#### [Exercise directions]
Reproduce the listing word for word, starting at the line with "Pin the snow on" and continuing through the last line of the listing, both ends included.

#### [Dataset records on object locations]
↓↓↓
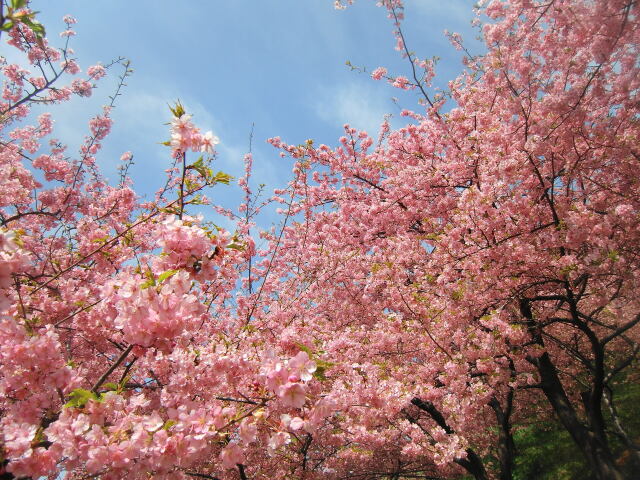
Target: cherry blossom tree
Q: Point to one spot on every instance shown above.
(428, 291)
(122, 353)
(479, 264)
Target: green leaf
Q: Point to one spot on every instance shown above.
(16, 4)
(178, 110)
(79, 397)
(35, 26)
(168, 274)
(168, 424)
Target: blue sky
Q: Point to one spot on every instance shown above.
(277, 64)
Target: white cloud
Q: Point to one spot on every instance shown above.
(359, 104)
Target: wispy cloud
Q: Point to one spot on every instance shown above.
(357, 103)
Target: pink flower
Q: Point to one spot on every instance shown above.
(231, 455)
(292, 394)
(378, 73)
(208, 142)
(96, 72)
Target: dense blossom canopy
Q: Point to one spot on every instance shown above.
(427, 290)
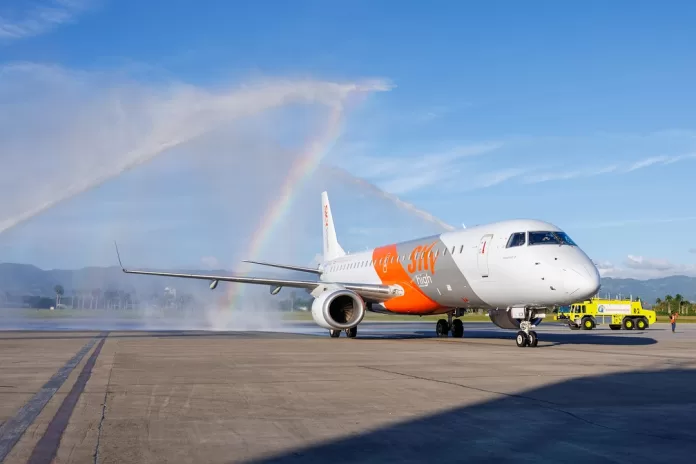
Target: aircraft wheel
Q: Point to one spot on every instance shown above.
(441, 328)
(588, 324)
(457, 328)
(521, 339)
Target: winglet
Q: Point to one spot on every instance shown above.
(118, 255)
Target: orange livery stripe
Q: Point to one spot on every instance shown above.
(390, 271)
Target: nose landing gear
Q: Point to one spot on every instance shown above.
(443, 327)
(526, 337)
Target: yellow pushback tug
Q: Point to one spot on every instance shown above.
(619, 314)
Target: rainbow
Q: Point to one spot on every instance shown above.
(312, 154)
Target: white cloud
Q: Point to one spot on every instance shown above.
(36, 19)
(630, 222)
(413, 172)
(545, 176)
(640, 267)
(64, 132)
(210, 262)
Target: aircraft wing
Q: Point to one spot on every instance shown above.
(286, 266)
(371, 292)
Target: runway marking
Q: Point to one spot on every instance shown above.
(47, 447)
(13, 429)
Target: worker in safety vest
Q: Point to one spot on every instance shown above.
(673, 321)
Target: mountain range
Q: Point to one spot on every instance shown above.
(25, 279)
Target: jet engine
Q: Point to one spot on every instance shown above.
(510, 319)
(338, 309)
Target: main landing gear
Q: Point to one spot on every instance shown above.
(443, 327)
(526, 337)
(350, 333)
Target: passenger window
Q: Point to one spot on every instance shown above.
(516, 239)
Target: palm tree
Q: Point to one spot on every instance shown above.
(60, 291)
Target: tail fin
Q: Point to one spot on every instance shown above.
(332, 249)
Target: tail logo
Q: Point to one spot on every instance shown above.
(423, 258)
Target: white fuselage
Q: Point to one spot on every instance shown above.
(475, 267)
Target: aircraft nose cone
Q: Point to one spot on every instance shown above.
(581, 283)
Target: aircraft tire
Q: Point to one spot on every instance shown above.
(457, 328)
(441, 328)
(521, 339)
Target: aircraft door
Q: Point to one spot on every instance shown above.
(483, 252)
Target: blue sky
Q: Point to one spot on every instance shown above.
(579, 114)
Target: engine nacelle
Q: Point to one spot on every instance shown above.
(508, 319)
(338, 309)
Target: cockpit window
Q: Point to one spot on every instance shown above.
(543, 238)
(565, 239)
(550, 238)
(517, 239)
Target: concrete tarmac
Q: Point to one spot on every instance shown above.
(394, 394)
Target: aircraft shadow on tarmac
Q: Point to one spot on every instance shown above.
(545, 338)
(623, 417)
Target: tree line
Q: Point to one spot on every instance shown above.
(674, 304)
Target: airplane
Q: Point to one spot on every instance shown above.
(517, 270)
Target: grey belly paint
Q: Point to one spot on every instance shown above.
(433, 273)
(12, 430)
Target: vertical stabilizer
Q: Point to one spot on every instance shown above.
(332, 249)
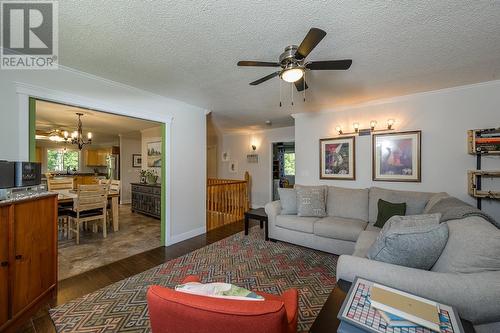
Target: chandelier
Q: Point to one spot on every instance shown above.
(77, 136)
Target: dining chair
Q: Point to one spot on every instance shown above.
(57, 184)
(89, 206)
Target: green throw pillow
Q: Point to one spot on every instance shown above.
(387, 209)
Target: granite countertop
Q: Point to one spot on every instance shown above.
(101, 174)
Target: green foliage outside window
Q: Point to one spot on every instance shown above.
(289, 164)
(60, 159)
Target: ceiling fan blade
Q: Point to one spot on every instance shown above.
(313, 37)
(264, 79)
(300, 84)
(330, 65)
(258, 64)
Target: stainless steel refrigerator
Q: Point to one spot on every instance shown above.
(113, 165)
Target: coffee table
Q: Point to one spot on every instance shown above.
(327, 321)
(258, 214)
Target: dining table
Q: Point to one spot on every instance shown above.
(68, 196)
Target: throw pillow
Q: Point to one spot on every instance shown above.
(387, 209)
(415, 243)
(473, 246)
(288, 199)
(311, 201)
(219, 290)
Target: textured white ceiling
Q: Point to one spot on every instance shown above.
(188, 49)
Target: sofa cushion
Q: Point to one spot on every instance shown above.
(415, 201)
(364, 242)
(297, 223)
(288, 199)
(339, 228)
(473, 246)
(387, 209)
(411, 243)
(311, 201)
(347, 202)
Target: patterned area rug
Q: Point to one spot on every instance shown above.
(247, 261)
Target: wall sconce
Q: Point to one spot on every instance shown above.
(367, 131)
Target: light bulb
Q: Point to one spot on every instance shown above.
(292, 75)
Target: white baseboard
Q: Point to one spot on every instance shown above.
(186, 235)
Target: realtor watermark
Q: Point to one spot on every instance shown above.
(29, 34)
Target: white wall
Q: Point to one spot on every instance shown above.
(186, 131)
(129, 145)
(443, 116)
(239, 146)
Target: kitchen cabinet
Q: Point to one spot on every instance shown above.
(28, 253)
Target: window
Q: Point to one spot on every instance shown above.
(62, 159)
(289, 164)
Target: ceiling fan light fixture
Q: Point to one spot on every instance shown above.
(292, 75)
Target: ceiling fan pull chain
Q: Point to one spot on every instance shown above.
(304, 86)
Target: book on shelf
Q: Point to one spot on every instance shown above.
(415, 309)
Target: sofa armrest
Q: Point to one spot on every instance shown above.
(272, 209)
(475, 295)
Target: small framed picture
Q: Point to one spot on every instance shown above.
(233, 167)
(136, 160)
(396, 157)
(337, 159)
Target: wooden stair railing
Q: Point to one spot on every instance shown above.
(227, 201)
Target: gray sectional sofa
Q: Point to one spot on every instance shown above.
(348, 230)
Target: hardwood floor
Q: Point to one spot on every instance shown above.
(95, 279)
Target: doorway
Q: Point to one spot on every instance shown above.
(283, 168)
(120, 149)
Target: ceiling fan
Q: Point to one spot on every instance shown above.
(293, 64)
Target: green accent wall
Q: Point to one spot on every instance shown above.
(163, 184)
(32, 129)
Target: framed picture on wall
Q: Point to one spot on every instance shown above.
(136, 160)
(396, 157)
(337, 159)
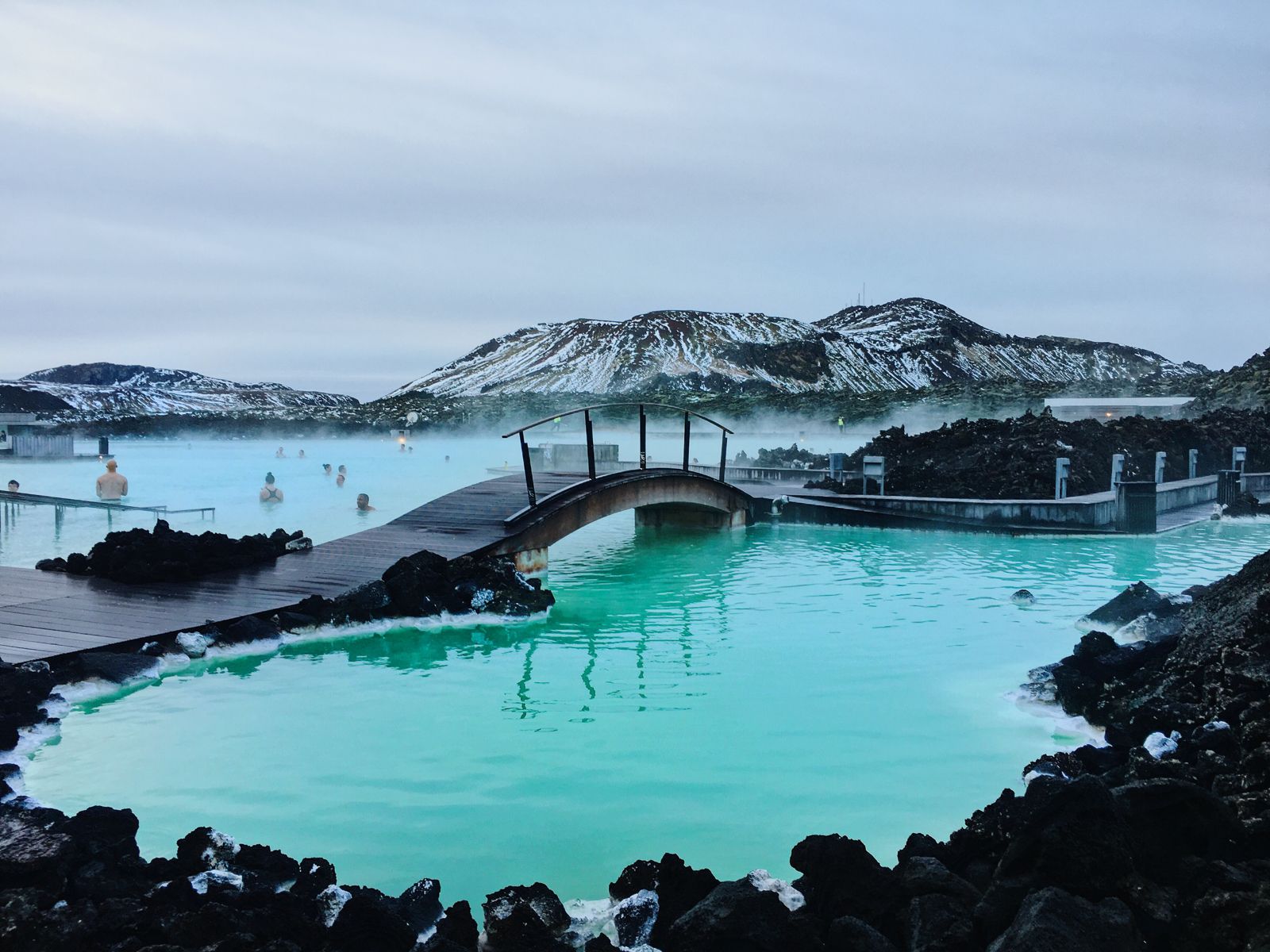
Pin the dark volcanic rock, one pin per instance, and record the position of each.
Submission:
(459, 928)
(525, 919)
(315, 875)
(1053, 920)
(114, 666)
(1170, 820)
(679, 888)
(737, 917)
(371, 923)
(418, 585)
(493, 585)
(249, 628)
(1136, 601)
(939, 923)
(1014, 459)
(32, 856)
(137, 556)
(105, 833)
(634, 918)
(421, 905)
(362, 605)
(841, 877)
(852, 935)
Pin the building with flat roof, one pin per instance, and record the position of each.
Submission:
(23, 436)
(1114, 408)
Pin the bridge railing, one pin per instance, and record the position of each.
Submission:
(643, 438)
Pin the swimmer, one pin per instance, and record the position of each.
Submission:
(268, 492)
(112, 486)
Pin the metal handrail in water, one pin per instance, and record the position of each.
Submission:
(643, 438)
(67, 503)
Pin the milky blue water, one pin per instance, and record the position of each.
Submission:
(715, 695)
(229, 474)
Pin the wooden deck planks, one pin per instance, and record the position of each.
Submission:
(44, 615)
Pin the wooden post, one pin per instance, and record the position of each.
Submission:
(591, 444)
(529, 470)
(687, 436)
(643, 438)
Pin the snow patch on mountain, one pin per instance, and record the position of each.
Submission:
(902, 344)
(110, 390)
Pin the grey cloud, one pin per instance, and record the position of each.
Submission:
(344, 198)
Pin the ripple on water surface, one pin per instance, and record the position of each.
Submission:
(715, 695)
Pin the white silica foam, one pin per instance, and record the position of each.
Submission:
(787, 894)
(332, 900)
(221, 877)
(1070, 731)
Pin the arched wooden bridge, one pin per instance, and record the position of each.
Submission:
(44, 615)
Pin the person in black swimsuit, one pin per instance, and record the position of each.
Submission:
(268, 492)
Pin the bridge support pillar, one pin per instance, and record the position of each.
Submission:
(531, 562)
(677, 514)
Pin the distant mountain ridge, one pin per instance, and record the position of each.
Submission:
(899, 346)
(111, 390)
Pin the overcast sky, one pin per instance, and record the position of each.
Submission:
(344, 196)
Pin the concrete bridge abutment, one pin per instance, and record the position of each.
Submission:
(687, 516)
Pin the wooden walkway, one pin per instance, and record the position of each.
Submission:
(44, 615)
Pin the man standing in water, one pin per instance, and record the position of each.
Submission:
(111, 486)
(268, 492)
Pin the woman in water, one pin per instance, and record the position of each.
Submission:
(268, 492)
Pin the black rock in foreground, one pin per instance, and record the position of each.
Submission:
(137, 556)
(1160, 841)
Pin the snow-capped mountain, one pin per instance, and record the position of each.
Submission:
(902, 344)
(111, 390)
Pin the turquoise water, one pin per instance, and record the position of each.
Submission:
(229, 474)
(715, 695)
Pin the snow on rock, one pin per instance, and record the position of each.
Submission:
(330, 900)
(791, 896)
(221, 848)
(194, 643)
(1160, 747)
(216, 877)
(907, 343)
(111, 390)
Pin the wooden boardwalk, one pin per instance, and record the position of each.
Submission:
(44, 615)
↑↑↑
#### [Final answer]
Pin the snow on rock, one pin per instance, and record the position of each.
Submission:
(330, 900)
(791, 896)
(221, 848)
(194, 643)
(1160, 747)
(216, 877)
(907, 343)
(111, 390)
Pin the wooden boardwalk, one pin per instance, and record the position of each.
Submission:
(44, 615)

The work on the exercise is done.